[CONSEGNA A] Raccogli dalle righe in ingresso riportate più sotto ogni riga che contiene la parola "Identify" e copiala per intero.

------ BRANO FORNITO ------

Monte Castore (2004)
Una vetta di 4221 metri di quota, il mio
primo, tanto atteso “4000”: in altre parole, tutto un altro mondo.
Un’esperienza che mi ha piacevolmente sorpreso, oltre che convertito
al vero alpinismo dei grandi ghiacciai.
Il Castore domina Ayas con la sua lunga cresta appena visibile tra il
Palon di Resy ed il Mont Rouge, anche se è perfettamente visibile dal
Pratone Varasc e da altre zone della vallata. E’ soprattutto la sua
inconfondibile vetta a forma di piccola piramide bianca ad attirare lo
sguardo sulla destra del “panettone” del Polluce (4091 metri), il
suo gemello.
Il Castore è il più alto e sudorientale dei due gemelli, una bella
piramide bianca impreziosita dalla lunga cresta che porta alla sommità.
Fu scalato per la prima volta nel 1861 da una guida di Chamonix,
Michel Croz, che accompagnava William Mathews e F. Jacomb.

------ RIGHE IN INGRESSO ------

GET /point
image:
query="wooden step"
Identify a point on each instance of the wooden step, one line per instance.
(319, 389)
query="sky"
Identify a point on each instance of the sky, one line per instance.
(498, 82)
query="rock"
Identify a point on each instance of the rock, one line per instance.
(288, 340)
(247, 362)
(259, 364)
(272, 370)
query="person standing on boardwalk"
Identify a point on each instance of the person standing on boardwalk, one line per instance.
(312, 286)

------

[CONSEGNA B] Riporta integralmente il brano sul Monte Castore qui sopra, senza alcuna modifica.

[RISPOSTA SCRITTA A]
Identify a point on each instance of the wooden step, one line per instance.
Identify a point on each instance of the sky, one line per instance.
Identify a point on each instance of the rock, one line per instance.
Identify a point on each instance of the person standing on boardwalk, one line per instance.

[RISPOSTA SCRITTA B]
Monte Castore (2004)
Una vetta di 4221 metri di quota, il mio
primo, tanto atteso “4000”: in altre parole, tutto un altro mondo.
Un’esperienza che mi ha piacevolmente sorpreso, oltre che convertito
al vero alpinismo dei grandi ghiacciai.
Il Castore domina Ayas con la sua lunga cresta appena visibile tra il
Palon di Resy ed il Mont Rouge, anche se è perfettamente visibile dal
Pratone Varasc e da altre zone della vallata. E’ soprattutto la sua
inconfondibile vetta a forma di piccola piramide bianca ad attirare lo
sguardo sulla destra del “panettone” del Polluce (4091 metri), il
suo gemello.
Il Castore è il più alto e sudorientale dei due gemelli, una bella
piramide bianca impreziosita dalla lunga cresta che porta alla sommità.
Fu scalato per la prima volta nel 1861 da una guida di Chamonix,
Michel Croz, che accompagnava William Mathews e F. Jacomb.